» YOUR TASKS
**a)** Answer these questions from the passage on the MDR1 gene and loperamide:
(i) In which two sites is P-glycoprotein highly expressed?
(ii) What oral dose of loperamide was given to the subjects?
(iii) By what method were plasma levels of loperamide determined?
**b)** Write out the stretch of the passage on the MDR1 gene and loperamide from "The MDR1 gene encodes" through "P-glycoprotein substrate loperamide.".

The MDR1 gene encodes the efflux transporter P-glycoprotein, which is highly expressed in the small intestine and in the blood-brain barrier. A major function of P-glycoprotein is to limit the absorption and central nervous system exposure of numerous xenobiotics. A genetic polymorphism in the MDR1 gene (C3435T) has been associated with changes in the intestinal expression level and function of P-glycoprotein. The aim of this study was to investigate the effect of this polymorphism on disposition and brain entry of the P-glycoprotein substrate loperamide.


Healthy white volunteers were genotyped for the MDR1 C3435T polymorphism, and a 16-mg oral dose of loperamide was administered to 8 subjects with the 3435TT genotype and 8 subjects with the 3435CC genotype. Plasma levels of loperamide were determined by liquid chromatography-tandem mass spectrometry. Loperamide-induced respiratory depression was detected as the ventilatory response to carbon dioxide and was used as a measure of central nervous system side effects.

Stored data entries
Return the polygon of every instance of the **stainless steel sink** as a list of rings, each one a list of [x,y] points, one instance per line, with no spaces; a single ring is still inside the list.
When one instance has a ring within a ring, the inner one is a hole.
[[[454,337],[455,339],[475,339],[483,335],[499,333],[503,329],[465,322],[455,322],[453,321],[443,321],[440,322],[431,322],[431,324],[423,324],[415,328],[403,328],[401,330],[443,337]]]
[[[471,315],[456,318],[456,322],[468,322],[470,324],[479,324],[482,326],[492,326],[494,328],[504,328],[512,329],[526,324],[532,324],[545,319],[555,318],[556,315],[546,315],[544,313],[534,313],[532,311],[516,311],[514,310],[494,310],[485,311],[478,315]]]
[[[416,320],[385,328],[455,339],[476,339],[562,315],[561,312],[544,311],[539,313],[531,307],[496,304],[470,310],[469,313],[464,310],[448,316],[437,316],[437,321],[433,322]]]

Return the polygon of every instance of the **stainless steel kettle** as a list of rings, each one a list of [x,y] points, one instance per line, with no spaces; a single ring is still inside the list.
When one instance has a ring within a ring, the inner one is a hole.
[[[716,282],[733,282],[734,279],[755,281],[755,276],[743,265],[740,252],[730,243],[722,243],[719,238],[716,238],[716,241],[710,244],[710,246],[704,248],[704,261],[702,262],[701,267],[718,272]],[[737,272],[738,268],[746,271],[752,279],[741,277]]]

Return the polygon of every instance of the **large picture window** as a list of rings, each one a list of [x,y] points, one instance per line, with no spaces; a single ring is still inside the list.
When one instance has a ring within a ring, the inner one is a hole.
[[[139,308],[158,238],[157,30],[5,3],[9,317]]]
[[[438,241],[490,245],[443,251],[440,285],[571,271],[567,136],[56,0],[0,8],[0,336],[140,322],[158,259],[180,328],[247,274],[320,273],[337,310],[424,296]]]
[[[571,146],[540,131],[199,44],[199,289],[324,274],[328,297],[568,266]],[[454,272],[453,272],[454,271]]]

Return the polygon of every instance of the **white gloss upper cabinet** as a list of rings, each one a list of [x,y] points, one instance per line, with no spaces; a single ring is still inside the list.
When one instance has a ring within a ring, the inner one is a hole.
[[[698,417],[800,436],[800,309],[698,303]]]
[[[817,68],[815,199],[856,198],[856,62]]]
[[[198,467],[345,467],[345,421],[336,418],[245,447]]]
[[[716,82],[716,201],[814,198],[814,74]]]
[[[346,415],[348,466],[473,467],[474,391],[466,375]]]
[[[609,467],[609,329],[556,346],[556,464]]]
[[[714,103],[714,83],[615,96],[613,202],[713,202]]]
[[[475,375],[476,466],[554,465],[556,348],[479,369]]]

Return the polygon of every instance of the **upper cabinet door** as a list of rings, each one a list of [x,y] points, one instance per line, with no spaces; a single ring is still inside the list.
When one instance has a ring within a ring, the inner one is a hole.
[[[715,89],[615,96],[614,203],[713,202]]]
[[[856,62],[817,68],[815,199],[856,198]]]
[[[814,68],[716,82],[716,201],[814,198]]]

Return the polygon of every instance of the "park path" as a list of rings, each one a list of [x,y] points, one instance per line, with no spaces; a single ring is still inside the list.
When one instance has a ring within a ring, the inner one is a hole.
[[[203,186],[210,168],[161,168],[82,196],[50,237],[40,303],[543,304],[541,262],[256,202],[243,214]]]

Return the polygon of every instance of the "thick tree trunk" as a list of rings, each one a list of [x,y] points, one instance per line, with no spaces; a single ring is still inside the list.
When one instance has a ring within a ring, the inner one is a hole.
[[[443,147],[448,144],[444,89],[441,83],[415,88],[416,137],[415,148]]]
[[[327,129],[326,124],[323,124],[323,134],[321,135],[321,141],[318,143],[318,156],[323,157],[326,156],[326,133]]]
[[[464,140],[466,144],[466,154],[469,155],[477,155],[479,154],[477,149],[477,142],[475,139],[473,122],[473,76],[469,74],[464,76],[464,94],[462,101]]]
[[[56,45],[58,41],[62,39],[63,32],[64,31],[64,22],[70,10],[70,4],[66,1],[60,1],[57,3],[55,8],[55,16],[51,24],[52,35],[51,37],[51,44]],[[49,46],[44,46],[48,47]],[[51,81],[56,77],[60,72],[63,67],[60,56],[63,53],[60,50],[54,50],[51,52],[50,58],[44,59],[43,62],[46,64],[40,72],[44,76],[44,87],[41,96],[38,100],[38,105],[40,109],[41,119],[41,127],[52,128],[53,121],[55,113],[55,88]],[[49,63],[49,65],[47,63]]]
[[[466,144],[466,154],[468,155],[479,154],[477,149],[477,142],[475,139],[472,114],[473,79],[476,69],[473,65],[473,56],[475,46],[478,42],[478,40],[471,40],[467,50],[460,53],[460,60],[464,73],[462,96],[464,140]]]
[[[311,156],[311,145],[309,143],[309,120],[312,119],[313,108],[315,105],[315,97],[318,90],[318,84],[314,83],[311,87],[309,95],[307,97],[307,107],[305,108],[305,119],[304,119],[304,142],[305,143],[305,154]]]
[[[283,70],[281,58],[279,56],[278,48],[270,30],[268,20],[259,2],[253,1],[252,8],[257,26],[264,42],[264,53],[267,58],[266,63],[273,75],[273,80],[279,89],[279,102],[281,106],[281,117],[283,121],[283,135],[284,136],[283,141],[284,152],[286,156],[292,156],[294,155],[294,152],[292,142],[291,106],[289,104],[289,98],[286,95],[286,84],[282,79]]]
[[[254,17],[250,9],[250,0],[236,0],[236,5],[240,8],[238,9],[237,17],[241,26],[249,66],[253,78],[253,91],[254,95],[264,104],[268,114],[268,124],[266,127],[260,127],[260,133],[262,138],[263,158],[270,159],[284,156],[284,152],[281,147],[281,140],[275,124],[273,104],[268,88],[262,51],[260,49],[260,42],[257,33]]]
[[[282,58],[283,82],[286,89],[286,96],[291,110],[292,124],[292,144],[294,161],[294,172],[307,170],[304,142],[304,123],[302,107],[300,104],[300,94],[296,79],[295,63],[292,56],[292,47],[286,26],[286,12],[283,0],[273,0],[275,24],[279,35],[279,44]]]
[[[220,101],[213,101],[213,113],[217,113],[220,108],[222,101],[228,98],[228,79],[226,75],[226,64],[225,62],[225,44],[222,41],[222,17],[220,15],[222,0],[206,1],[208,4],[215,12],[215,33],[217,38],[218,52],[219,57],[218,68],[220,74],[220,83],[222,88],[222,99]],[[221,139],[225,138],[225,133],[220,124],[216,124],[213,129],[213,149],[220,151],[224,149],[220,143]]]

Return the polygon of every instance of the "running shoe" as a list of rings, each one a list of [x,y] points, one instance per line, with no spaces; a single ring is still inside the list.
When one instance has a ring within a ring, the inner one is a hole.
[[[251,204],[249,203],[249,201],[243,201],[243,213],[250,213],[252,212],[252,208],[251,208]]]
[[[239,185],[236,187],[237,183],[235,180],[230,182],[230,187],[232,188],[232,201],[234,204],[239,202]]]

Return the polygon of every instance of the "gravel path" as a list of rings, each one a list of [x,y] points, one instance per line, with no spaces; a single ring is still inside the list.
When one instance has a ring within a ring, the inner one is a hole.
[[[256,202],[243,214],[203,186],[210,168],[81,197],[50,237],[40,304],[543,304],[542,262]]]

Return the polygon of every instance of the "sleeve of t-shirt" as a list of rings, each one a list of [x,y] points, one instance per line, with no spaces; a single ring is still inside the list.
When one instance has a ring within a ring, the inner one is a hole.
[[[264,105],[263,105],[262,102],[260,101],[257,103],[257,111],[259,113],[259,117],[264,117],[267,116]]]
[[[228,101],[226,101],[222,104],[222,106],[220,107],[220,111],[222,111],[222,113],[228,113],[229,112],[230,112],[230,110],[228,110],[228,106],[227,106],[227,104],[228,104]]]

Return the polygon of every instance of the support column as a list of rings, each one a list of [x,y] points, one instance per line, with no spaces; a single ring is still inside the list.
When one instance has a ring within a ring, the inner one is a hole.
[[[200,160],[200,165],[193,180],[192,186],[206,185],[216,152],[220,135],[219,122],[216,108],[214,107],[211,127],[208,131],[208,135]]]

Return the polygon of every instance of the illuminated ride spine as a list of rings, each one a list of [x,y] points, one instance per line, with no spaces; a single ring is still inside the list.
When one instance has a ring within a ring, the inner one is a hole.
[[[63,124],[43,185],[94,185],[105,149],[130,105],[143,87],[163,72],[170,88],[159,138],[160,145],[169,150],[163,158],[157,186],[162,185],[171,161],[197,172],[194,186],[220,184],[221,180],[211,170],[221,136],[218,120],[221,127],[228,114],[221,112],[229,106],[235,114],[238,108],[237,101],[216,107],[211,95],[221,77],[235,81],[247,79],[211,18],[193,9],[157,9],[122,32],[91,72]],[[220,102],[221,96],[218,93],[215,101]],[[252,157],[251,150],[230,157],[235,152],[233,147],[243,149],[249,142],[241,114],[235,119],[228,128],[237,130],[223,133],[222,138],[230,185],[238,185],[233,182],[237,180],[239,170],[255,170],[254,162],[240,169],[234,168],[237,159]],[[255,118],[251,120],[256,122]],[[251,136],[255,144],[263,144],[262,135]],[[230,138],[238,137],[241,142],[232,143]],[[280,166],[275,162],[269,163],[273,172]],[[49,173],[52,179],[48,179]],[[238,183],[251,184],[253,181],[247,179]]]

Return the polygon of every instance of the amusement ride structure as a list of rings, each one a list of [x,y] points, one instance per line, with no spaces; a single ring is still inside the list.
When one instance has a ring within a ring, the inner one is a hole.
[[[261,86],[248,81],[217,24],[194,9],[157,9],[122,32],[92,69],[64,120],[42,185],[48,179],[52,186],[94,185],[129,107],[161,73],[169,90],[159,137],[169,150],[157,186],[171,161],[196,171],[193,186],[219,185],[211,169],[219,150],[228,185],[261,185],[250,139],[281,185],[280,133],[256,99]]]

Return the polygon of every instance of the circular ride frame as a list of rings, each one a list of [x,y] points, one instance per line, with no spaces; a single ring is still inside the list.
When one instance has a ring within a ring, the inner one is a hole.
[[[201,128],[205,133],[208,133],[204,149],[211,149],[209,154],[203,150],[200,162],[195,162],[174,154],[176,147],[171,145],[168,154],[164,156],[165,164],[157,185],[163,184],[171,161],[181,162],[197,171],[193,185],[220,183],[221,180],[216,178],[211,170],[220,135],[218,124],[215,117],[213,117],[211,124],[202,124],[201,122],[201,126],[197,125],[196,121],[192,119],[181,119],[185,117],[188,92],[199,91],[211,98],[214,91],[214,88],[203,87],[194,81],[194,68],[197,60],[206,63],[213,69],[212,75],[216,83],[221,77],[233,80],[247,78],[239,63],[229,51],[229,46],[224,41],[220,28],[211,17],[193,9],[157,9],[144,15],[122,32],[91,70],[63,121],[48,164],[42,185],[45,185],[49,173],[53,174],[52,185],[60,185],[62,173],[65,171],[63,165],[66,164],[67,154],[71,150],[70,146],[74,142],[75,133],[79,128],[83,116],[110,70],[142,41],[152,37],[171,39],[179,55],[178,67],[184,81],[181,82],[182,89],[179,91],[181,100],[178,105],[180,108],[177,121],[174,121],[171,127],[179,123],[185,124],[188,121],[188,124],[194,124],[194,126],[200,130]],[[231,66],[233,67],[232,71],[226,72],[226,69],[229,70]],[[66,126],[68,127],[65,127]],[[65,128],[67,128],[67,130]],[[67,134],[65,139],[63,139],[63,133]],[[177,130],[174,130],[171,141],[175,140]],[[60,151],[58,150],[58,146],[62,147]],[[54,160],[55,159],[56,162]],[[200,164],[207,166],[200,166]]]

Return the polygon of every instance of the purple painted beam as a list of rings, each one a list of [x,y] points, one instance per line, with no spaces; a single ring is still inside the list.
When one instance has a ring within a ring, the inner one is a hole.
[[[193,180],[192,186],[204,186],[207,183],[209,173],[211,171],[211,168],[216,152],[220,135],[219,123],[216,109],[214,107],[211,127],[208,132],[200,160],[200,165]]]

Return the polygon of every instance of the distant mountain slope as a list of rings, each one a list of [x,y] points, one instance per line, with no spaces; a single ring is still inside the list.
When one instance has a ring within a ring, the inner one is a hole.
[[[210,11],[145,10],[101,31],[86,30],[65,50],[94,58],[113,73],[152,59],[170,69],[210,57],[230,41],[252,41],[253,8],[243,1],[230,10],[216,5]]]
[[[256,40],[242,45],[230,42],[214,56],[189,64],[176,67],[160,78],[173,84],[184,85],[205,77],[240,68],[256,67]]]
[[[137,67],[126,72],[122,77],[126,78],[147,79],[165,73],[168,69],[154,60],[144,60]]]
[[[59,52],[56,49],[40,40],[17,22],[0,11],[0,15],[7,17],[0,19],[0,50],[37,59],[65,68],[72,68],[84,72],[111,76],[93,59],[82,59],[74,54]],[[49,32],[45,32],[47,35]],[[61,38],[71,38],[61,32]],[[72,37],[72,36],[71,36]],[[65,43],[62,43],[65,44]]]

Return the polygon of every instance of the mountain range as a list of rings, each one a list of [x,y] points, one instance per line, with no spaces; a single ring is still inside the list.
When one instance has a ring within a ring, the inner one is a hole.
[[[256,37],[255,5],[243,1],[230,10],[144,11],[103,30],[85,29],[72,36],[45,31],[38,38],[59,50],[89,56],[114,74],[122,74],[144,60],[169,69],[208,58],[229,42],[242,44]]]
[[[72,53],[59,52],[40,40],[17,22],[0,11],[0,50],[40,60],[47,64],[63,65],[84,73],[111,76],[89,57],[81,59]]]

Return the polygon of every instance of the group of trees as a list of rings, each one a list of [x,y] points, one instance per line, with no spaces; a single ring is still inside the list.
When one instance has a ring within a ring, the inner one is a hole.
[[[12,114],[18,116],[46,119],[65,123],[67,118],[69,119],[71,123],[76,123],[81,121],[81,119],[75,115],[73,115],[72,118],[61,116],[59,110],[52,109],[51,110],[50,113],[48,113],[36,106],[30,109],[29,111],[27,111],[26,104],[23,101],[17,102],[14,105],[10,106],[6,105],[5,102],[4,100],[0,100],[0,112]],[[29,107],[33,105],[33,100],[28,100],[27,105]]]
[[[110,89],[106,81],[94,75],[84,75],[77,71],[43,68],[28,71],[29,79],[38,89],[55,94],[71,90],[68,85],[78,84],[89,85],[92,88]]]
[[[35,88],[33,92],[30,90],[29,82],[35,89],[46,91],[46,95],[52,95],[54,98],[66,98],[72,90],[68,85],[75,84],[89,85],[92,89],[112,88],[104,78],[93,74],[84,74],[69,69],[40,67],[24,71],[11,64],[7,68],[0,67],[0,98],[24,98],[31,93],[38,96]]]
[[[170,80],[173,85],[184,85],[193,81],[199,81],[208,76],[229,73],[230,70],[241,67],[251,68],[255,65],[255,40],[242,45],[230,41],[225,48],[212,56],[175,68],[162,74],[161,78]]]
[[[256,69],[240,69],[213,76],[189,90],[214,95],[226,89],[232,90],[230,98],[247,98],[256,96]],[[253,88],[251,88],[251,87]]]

» SOLUTIONS IN ORDER
**a)**
(i) The small intestine and the blood-brain barrier.
(ii) 16 mg.
(iii) Liquid chromatography-tandem mass spectrometry.

**b)**
The MDR1 gene encodes the efflux transporter P-glycoprotein, which is highly expressed in the small intestine and in the blood-brain barrier. A major function of P-glycoprotein is to limit the absorption and central nervous system exposure of numerous xenobiotics. A genetic polymorphism in the MDR1 gene (C3435T) has been associated with changes in the intestinal expression level and function of P-glycoprotein. The aim of this study was to investigate the effect of this polymorphism on disposition and brain entry of the P-glycoprotein substrate loperamide.